**AIM 1:**
Quote the rows below, which ask for polygon outlines of objects in photos, word for word, leaving out the pictures.

A team of OSCE observers has again abandoned a bid to reach the site in eastern Ukraine where Malaysia Airlines Flight 17 went down nearly two weeks ago. Ukraine meanwhile claims it has recaptured territory from rebels.

A team of OSCE observers on Wednesday again failed to reach the crash site of MH17 shortly after beginning the two-hour trip to the location from the eastern Ukrainian city of Donetsk.

The observers had aimed to find out whether the route to the site was safe for a larger team of Dutch and Australian investigators who want to secure the area and search it for further remains of the 298 victims of the July 17 crash.

The Dutch-Australian team has been trying to reach the site for four days, but has so far been

hindered in their attempts

by ongoing clashes between pro-Russian separatists and Ukrainian army troops.

The OSCE team did not immediately say what issue had forced their return to base, but Dutch television said the team had also been compelled to turn back because of fierce fighting in the area.

The cause of the crash remains uncertain, with Ukrainian and US officials blaming Moscow-backed separatists, and Russia accusing Ukraine, of bringing down the plane.

Deadly clashes

Local officials say at least 19 people have been killed in fighting in eastern Ukraine over the past 24 hours.

Government forces say they have managed to recapture the strategic town of Avdeevka, just to the north of the rebel stronghold of Donetsk.

Ukrainian forces also continue to encircle another key town in the region, Horlivka. The Ukrainian military says a foothold in the town is key to a planned advance on Donetsk.

Local authorities in Luhansk said artillery shelling had killled at least one resident and cut off power and water to thousands of households.

Russia hits back

Meanwhile, Russia has imposed a ban on the import of Polish fruit and vegetables in what analysts say is an expression of anger at European Union and United States sanctions imposed on Moscow because of its

alleged support of the insurrection in Ukraine.

The agricultural authority in Moscow said the ban had been imposed because of the violation of Russian standards with regard to the use of pesticides, and dismissed claims that it was politically motivated.

The ban, the latest in a series of trade restrictions linked to the deepening rift between the West and Russia over Ukraine, comes

a day after the EU and US announced tough new sanctions

against Moscow affecting a number of different sectors.

**AIM 2:**
Print the part of the MH17 report that begins at the words "The observers had" and stops after "Ukrainian army troops.", keeping every word unchanged.

**SUPPLIED RECORDS:**
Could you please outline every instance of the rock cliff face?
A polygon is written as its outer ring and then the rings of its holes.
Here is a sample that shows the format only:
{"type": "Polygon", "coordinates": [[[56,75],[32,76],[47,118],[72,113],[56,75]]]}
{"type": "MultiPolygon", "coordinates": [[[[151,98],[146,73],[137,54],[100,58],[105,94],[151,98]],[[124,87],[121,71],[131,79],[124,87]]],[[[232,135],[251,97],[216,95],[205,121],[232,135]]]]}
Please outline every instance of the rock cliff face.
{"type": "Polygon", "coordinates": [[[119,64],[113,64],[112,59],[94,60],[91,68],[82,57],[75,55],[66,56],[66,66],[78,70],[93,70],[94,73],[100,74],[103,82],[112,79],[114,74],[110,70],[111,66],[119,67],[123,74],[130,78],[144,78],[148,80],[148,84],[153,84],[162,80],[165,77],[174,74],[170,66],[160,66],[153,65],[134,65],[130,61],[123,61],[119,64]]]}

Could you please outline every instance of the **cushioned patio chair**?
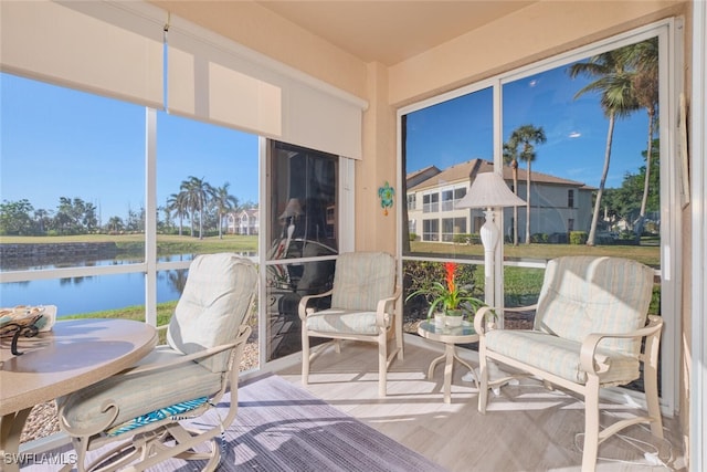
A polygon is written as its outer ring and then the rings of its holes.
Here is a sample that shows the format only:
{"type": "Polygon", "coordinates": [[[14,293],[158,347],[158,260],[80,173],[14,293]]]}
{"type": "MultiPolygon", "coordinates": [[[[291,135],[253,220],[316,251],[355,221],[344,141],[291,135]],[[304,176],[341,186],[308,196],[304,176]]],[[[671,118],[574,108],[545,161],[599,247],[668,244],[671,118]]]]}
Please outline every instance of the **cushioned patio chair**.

**FINISHED ANSWER 1:**
Could you please outline every instance of the rock cliff face?
A polygon is written as its outer ring and then the rings of its holes.
Here is a sample that shows the format only:
{"type": "Polygon", "coordinates": [[[56,75],[32,76],[47,118],[72,113],[56,75]]]}
{"type": "MultiPolygon", "coordinates": [[[[151,98],[146,73],[137,54],[100,58],[105,94],[151,98]],[[124,87],[121,71],[131,79],[124,87]]],[[[232,135],[251,97],[216,95],[205,121],[232,135]]]]}
Please outline every instance of the rock cliff face.
{"type": "Polygon", "coordinates": [[[119,64],[113,64],[112,59],[94,60],[91,68],[82,57],[75,55],[66,56],[66,66],[78,70],[93,70],[94,73],[100,74],[103,82],[112,79],[114,74],[110,70],[111,66],[119,67],[123,74],[130,78],[144,78],[148,80],[148,84],[153,84],[162,80],[165,77],[174,74],[170,66],[160,66],[153,65],[134,65],[130,61],[123,61],[119,64]]]}

Could you please outline every instance of the **cushioned patio chair**?
A polygon is written as its outer ring and then the rings of its holes.
Here is a sample that shows the format only:
{"type": "Polygon", "coordinates": [[[14,293],[158,347],[158,260],[80,173],[14,293]]]}
{"type": "MultiPolygon", "coordinates": [[[[291,135],[253,220],[316,251],[355,221],[344,141],[291,135]],[[304,176],[341,186],[308,196],[304,176]]],[[[671,118],[574,108],[545,161],[599,247],[668,244],[671,118]]]]}
Please outline every instance of the **cushioned patio chair**.

**FINISHED ANSWER 2:**
The observers had aimed to find out whether the route to the site was safe for a larger team of Dutch and Australian investigators who want to secure the area and search it for further remains of the 298 victims of the July 17 crash.

The Dutch-Australian team has been trying to reach the site for four days, but has so far been

hindered in their attempts

by ongoing clashes between pro-Russian separatists and Ukrainian army troops.